The problem >>
Transcribe the records below line for line, without any changes, and omit the pictures from your copy.

--- start Listed records ---

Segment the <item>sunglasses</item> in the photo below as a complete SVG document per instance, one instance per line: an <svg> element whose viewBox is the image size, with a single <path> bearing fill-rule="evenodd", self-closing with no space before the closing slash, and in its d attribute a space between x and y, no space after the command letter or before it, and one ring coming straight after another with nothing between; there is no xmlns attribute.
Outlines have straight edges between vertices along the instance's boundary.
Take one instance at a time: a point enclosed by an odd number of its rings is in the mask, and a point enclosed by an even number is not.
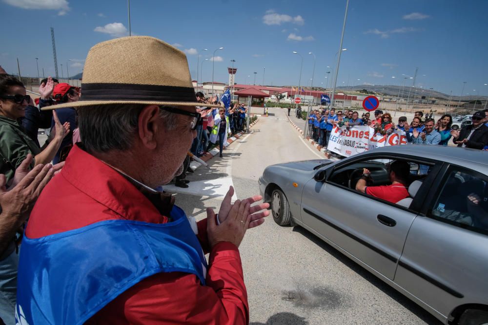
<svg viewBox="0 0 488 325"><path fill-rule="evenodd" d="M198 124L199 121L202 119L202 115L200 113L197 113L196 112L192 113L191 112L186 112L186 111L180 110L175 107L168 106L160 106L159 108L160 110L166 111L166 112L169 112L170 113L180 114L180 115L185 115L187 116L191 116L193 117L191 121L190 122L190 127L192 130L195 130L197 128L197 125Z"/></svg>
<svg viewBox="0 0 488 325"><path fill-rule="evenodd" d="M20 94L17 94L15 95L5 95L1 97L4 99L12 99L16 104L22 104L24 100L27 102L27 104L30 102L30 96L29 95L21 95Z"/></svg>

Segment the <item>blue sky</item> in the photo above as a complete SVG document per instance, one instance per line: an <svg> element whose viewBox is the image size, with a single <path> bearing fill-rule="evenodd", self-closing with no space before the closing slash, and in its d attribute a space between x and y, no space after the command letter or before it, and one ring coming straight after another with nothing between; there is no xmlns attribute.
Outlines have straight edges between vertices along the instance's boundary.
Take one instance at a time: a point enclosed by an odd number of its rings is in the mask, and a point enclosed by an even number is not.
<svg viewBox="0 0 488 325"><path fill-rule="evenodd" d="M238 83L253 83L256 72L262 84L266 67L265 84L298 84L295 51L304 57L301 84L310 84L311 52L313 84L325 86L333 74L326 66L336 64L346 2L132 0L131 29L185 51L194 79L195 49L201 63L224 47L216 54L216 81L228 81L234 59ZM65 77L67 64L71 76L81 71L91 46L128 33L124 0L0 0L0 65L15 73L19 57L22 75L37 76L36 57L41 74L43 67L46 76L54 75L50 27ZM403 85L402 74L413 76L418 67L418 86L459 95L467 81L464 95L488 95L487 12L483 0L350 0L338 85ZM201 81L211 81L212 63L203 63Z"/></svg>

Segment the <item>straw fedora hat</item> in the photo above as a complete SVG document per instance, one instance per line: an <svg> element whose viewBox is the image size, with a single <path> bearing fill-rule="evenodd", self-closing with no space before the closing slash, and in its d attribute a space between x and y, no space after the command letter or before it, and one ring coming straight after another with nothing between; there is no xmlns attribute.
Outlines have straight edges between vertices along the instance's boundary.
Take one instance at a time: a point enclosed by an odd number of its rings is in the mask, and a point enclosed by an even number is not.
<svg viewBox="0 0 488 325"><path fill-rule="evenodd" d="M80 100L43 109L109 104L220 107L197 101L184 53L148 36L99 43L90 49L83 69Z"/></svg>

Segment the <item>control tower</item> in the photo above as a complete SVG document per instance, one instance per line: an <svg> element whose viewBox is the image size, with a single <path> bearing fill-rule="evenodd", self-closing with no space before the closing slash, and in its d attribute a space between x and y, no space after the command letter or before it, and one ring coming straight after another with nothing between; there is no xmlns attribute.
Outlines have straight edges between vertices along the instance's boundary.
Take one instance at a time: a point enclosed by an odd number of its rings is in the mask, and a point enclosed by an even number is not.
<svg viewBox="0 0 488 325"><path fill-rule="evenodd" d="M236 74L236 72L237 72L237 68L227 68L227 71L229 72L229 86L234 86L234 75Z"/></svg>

--- end Listed records ---

Task output >>
Segment the <item>sunglasses</item> in the photo below as a complete SVG document per instance, one instance per line: an <svg> element whose viewBox is the image size, with a single <path> bearing fill-rule="evenodd", self-closing with no space before the closing slash, and in its d attribute a space between x and y, no space after the command letter or before it, and one ring coming straight after another with nothing between; there is no xmlns attribute.
Outlines have straight edges between vertices along the instance's boundary.
Take one instance at a time: a point enclosed by an odd number of its rings is in the mask, and a point enclosed by an even number is not.
<svg viewBox="0 0 488 325"><path fill-rule="evenodd" d="M198 124L199 121L202 119L202 115L200 113L197 113L196 112L192 113L191 112L186 112L186 111L180 110L175 107L168 106L160 106L159 108L160 110L166 111L166 112L169 112L170 113L180 114L180 115L185 115L187 116L191 116L193 117L191 121L190 122L190 127L192 130L195 130L197 128L197 125Z"/></svg>
<svg viewBox="0 0 488 325"><path fill-rule="evenodd" d="M20 94L17 94L15 95L5 95L1 97L4 99L12 99L16 104L22 104L24 100L27 102L27 104L30 102L30 96L29 95L21 95Z"/></svg>

Segment the <item>blue sky</item> in the photo above as a complete SVG document per instance, one instance per line: an <svg> element whose viewBox is the image size, with a single <path> bearing fill-rule="evenodd", self-closing with no space before the closing slash, and in its d attribute a space between x and y, no space after the command letter or before it, and one ring coming straight after another with nothing between; there is no xmlns attribute.
Outlines have straight edges between vertices along the instance's boundary.
Take one instance at a time: a point enclosed by an odd number of its rings is in the mask, and a point enclosed by an even number is not.
<svg viewBox="0 0 488 325"><path fill-rule="evenodd" d="M238 83L253 83L256 72L262 84L266 67L265 84L298 84L295 51L304 57L301 84L310 84L311 52L313 84L325 86L333 74L326 66L336 64L346 2L132 0L131 29L185 51L194 79L195 49L201 63L224 47L216 54L216 81L228 81L234 59ZM65 77L67 64L71 76L81 71L91 46L128 33L124 0L0 0L0 65L15 73L19 57L22 75L37 76L36 57L41 74L43 67L46 76L54 75L50 27ZM403 85L402 74L413 76L418 67L418 86L459 95L467 81L464 95L488 95L487 12L483 0L350 0L338 85ZM201 81L211 81L212 63L203 63Z"/></svg>

Segment the <item>straw fedora hat</item> in the photo above as a complete SVG document per instance, one instance per line: an <svg> element whose viewBox is the image size, with a single <path> bearing fill-rule="evenodd", self-closing with no space before the closing slash, and in its d attribute a space between x and y, no space after the command letter or before it, and one ring coming straight after another with nothing between; there is no xmlns attribute.
Outlines have straight edges between vertices along the instance's boundary.
Take one instance at a time: a point enclosed by an odd number of its rings is in the mask, and a point enclosed by an even number is not.
<svg viewBox="0 0 488 325"><path fill-rule="evenodd" d="M80 100L43 109L109 104L220 107L197 101L184 53L148 36L99 43L90 49L83 69Z"/></svg>

Segment the <item>control tower</item> in the photo above as a complete SVG document per instance, one instance per line: an <svg> element whose viewBox is the image size, with a single <path> bearing fill-rule="evenodd", self-closing with no space before the closing slash, and in its d attribute a space between x and y, no space after the command letter or before it, and one ring coming straight after another with nothing between; there is no xmlns attribute.
Outlines have straight edges between vertices along the instance's boundary.
Take one instance at a time: a point enclosed by an odd number of its rings is in the mask, and a point enclosed by an even number is not.
<svg viewBox="0 0 488 325"><path fill-rule="evenodd" d="M236 74L236 72L237 72L237 68L227 68L227 71L229 72L229 86L234 86L234 75Z"/></svg>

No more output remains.